%%
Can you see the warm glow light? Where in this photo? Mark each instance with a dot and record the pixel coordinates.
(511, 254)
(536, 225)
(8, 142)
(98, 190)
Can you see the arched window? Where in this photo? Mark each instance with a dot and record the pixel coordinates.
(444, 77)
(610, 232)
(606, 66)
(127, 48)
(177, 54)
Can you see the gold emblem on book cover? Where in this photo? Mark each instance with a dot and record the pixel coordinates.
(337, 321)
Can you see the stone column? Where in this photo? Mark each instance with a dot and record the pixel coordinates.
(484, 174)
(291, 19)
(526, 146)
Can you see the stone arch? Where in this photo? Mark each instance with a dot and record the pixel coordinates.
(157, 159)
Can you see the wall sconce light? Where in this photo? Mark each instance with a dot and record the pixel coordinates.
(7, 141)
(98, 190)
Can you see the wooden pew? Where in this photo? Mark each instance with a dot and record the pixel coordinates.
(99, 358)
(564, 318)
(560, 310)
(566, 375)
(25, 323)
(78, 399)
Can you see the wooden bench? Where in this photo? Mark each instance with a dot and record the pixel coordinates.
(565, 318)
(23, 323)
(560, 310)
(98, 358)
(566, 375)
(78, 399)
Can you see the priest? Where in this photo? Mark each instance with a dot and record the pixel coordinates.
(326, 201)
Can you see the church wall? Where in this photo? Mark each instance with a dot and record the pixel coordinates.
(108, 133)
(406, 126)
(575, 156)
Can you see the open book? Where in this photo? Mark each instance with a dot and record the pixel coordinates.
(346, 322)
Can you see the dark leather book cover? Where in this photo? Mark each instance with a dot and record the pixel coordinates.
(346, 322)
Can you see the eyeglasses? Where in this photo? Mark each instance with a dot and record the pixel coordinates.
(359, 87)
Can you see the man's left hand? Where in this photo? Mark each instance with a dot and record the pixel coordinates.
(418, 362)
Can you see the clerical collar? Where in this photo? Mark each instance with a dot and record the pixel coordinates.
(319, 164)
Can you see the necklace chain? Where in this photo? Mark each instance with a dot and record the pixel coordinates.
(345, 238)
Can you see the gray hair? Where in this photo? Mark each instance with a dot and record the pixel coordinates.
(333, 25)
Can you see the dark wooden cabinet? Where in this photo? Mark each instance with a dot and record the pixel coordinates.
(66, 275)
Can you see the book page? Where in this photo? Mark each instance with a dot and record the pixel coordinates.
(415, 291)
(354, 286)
%%
- [AIM OF THE EXERCISE]
Reproduce every line of the listing above verbatim, from the first line to the last.

- [THE ANSWER]
Can you see the warm glow light? Where in this photo? Mark each instance with a dot and record the pixel coordinates.
(511, 254)
(536, 225)
(8, 142)
(98, 190)
Can you see the arched window? Where in this photo? Mark each instance with a dot and record the pixel coordinates.
(444, 77)
(610, 232)
(606, 66)
(127, 48)
(177, 54)
Can you see the gold emblem on book cover? Where in this photo? Mark each instance with a dot and record the pixel coordinates.
(337, 321)
Can you see the stone column? Where in this photo? Mark each instance with a dot and record the pixel coordinates.
(484, 174)
(291, 19)
(526, 146)
Can you see the stone arch? Where in this photo? Mark each instance with a dot and record the pixel coordinates.
(157, 159)
Can you see the wall sconce light? Where in this photo? Mark each instance with a dot and record the pixel coordinates.
(7, 141)
(98, 190)
Can you see the wooden pew? Where in this photo? Mark each instance with a dot and record the pixel coordinates.
(99, 358)
(564, 318)
(560, 310)
(566, 375)
(25, 323)
(78, 399)
Can you see the wooden bench? Where in this photo? Mark each instance with a dot and record the pixel coordinates.
(565, 318)
(23, 323)
(560, 310)
(98, 358)
(566, 375)
(78, 399)
Can you see the priest? Where in this photo? Mark each instance with a dot and record the pixel coordinates.
(326, 201)
Can you see the church wall? Where in this photo? Mark each instance with a dot and record the pixel coordinates.
(108, 133)
(406, 126)
(575, 156)
Can you see the open book? Where in this photo? Mark each instance with a dot and record the pixel coordinates.
(346, 322)
Can you see the dark leather book cover? Where in this photo? Mark each instance with a dot and record the pixel coordinates.
(346, 322)
Can you see the eyeglasses? Where in this photo? Mark each instance with a dot and record the pixel coordinates.
(359, 87)
Can you see the man's left hand? Where in this photo? Mark each instance with a dot and record the pixel coordinates.
(418, 362)
Can you see the clerical collar? Where in this photo? Mark each instance with a dot and record the pixel coordinates.
(319, 164)
Can you see the necklace chain? Where in this photo? Mark each instance with a dot and record the pixel coordinates.
(345, 238)
Can you see the gray hair? Where in this photo? Mark each instance with a dot and record the pixel coordinates.
(333, 25)
Can you see the dark wooden cabinet? Where in this photo? Mark each instance with a dot and record the pixel coordinates.
(66, 275)
Can you see the book page? Where in this photo? Mark each instance with a dot and record the pixel coordinates.
(415, 291)
(354, 286)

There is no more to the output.